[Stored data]

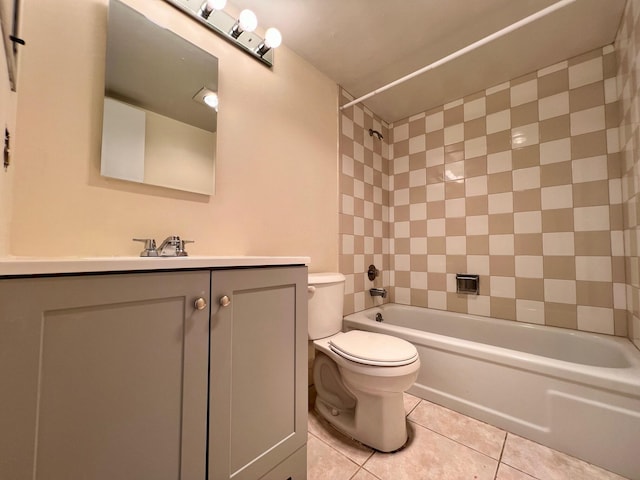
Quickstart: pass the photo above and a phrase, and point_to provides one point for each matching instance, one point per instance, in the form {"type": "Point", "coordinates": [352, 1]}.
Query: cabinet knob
{"type": "Point", "coordinates": [200, 303]}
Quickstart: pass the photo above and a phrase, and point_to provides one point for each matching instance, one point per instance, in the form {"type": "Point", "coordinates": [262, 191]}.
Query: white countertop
{"type": "Point", "coordinates": [16, 266]}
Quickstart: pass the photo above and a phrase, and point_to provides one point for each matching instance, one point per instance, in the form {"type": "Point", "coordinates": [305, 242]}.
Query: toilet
{"type": "Point", "coordinates": [359, 376]}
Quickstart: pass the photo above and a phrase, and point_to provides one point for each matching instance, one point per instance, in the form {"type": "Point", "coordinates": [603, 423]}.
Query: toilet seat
{"type": "Point", "coordinates": [374, 349]}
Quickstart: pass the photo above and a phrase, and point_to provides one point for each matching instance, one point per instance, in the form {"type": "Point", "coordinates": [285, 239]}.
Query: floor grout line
{"type": "Point", "coordinates": [454, 440]}
{"type": "Point", "coordinates": [504, 444]}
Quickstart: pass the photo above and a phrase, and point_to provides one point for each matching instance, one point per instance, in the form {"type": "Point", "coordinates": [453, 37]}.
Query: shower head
{"type": "Point", "coordinates": [373, 132]}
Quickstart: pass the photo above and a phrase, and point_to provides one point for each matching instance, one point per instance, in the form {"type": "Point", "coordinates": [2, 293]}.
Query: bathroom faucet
{"type": "Point", "coordinates": [172, 246]}
{"type": "Point", "coordinates": [378, 292]}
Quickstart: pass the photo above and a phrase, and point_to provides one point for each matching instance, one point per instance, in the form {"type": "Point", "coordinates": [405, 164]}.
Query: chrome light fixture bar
{"type": "Point", "coordinates": [239, 32]}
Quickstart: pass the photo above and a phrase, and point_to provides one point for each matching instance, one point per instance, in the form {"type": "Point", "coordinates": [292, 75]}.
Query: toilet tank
{"type": "Point", "coordinates": [326, 298]}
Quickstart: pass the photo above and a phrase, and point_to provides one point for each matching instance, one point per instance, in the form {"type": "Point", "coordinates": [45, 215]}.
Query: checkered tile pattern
{"type": "Point", "coordinates": [364, 204]}
{"type": "Point", "coordinates": [520, 184]}
{"type": "Point", "coordinates": [627, 48]}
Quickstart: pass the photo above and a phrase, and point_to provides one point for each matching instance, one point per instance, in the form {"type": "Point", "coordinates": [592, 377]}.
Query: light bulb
{"type": "Point", "coordinates": [216, 4]}
{"type": "Point", "coordinates": [248, 20]}
{"type": "Point", "coordinates": [211, 99]}
{"type": "Point", "coordinates": [272, 37]}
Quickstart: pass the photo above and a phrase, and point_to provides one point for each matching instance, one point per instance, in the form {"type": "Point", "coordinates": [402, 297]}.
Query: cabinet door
{"type": "Point", "coordinates": [104, 377]}
{"type": "Point", "coordinates": [258, 389]}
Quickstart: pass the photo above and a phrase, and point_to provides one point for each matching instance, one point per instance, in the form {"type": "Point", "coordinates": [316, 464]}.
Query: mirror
{"type": "Point", "coordinates": [157, 128]}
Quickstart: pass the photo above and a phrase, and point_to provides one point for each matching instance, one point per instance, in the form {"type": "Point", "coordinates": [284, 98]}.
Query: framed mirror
{"type": "Point", "coordinates": [160, 106]}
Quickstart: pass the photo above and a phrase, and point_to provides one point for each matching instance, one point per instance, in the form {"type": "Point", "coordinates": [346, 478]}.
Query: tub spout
{"type": "Point", "coordinates": [378, 292]}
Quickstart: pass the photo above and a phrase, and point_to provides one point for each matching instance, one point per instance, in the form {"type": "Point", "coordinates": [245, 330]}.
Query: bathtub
{"type": "Point", "coordinates": [575, 392]}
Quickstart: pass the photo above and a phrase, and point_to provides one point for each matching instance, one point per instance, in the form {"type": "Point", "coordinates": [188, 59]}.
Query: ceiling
{"type": "Point", "coordinates": [365, 44]}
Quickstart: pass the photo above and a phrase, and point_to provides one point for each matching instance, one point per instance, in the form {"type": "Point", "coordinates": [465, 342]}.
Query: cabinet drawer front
{"type": "Point", "coordinates": [258, 375]}
{"type": "Point", "coordinates": [115, 376]}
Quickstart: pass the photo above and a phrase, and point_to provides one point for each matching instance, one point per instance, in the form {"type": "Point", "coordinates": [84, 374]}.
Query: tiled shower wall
{"type": "Point", "coordinates": [627, 48]}
{"type": "Point", "coordinates": [520, 184]}
{"type": "Point", "coordinates": [364, 203]}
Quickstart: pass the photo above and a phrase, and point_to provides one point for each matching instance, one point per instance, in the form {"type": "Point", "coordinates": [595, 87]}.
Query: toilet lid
{"type": "Point", "coordinates": [373, 348]}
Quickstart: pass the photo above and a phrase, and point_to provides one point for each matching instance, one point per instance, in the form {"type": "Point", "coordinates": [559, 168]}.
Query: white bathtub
{"type": "Point", "coordinates": [573, 391]}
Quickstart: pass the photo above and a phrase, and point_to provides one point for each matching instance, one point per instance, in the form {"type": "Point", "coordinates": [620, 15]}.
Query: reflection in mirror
{"type": "Point", "coordinates": [158, 125]}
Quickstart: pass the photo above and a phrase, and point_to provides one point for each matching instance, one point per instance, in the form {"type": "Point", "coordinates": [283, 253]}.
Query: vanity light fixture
{"type": "Point", "coordinates": [239, 31]}
{"type": "Point", "coordinates": [209, 6]}
{"type": "Point", "coordinates": [207, 97]}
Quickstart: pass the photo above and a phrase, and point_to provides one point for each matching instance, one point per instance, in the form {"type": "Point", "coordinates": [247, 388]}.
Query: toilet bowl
{"type": "Point", "coordinates": [359, 376]}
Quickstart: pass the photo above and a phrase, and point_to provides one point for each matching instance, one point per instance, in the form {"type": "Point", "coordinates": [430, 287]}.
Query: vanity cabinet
{"type": "Point", "coordinates": [104, 376]}
{"type": "Point", "coordinates": [258, 389]}
{"type": "Point", "coordinates": [150, 376]}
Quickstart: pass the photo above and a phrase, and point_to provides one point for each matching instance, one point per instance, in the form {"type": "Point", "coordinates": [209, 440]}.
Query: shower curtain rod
{"type": "Point", "coordinates": [468, 48]}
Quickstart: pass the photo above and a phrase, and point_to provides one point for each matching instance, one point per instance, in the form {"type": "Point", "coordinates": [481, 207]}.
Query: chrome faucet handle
{"type": "Point", "coordinates": [170, 246]}
{"type": "Point", "coordinates": [149, 247]}
{"type": "Point", "coordinates": [181, 251]}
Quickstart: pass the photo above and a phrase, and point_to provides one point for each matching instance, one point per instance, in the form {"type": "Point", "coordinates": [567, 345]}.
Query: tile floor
{"type": "Point", "coordinates": [443, 445]}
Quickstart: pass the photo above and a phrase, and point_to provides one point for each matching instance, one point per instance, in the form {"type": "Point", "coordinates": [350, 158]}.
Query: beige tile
{"type": "Point", "coordinates": [530, 289]}
{"type": "Point", "coordinates": [594, 294]}
{"type": "Point", "coordinates": [454, 116]}
{"type": "Point", "coordinates": [559, 267]}
{"type": "Point", "coordinates": [527, 200]}
{"type": "Point", "coordinates": [555, 128]}
{"type": "Point", "coordinates": [454, 189]}
{"type": "Point", "coordinates": [592, 243]}
{"type": "Point", "coordinates": [561, 315]}
{"type": "Point", "coordinates": [553, 83]}
{"type": "Point", "coordinates": [586, 97]}
{"type": "Point", "coordinates": [555, 174]}
{"type": "Point", "coordinates": [454, 152]}
{"type": "Point", "coordinates": [504, 308]}
{"type": "Point", "coordinates": [475, 167]}
{"type": "Point", "coordinates": [477, 205]}
{"type": "Point", "coordinates": [542, 462]}
{"type": "Point", "coordinates": [498, 101]}
{"type": "Point", "coordinates": [430, 456]}
{"type": "Point", "coordinates": [557, 220]}
{"type": "Point", "coordinates": [505, 472]}
{"type": "Point", "coordinates": [524, 114]}
{"type": "Point", "coordinates": [457, 303]}
{"type": "Point", "coordinates": [526, 157]}
{"type": "Point", "coordinates": [470, 432]}
{"type": "Point", "coordinates": [325, 462]}
{"type": "Point", "coordinates": [499, 182]}
{"type": "Point", "coordinates": [434, 139]}
{"type": "Point", "coordinates": [354, 451]}
{"type": "Point", "coordinates": [410, 402]}
{"type": "Point", "coordinates": [500, 223]}
{"type": "Point", "coordinates": [502, 265]}
{"type": "Point", "coordinates": [590, 194]}
{"type": "Point", "coordinates": [528, 244]}
{"type": "Point", "coordinates": [475, 128]}
{"type": "Point", "coordinates": [588, 145]}
{"type": "Point", "coordinates": [477, 245]}
{"type": "Point", "coordinates": [456, 263]}
{"type": "Point", "coordinates": [499, 142]}
{"type": "Point", "coordinates": [364, 475]}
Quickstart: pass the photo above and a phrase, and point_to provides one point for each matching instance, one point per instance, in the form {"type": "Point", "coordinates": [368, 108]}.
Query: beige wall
{"type": "Point", "coordinates": [627, 48]}
{"type": "Point", "coordinates": [276, 180]}
{"type": "Point", "coordinates": [7, 119]}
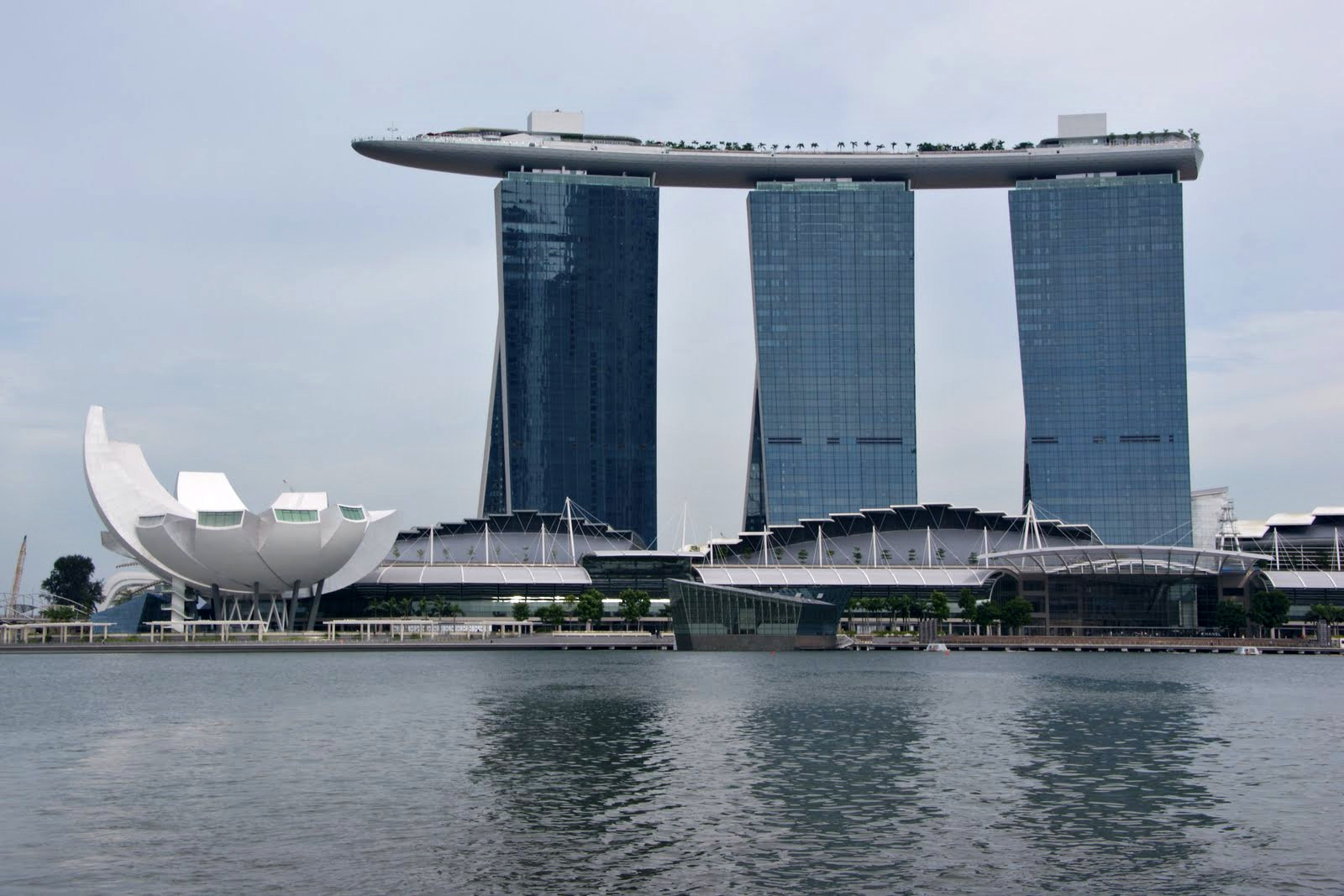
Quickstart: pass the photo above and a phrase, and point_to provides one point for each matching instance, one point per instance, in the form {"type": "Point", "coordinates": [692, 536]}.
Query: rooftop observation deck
{"type": "Point", "coordinates": [492, 154]}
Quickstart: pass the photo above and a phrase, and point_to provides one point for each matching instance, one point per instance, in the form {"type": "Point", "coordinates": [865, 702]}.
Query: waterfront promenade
{"type": "Point", "coordinates": [645, 641]}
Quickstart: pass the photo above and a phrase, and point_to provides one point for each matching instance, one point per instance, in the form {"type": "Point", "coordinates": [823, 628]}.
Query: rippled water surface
{"type": "Point", "coordinates": [662, 773]}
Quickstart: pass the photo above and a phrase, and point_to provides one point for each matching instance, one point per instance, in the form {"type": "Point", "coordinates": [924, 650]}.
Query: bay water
{"type": "Point", "coordinates": [671, 773]}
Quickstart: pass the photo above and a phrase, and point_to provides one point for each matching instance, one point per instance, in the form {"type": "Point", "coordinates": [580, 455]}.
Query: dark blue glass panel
{"type": "Point", "coordinates": [832, 275]}
{"type": "Point", "coordinates": [578, 369]}
{"type": "Point", "coordinates": [1101, 324]}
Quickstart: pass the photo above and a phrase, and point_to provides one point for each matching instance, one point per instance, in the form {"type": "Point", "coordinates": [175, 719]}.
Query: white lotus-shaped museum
{"type": "Point", "coordinates": [206, 537]}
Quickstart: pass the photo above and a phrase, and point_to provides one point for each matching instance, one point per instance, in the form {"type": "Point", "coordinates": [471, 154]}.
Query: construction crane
{"type": "Point", "coordinates": [18, 570]}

* _TASK STATEMENT_
Tally the lines in the material that contain the string "floor". Reply with the number alone.

* _TASK ANSWER_
2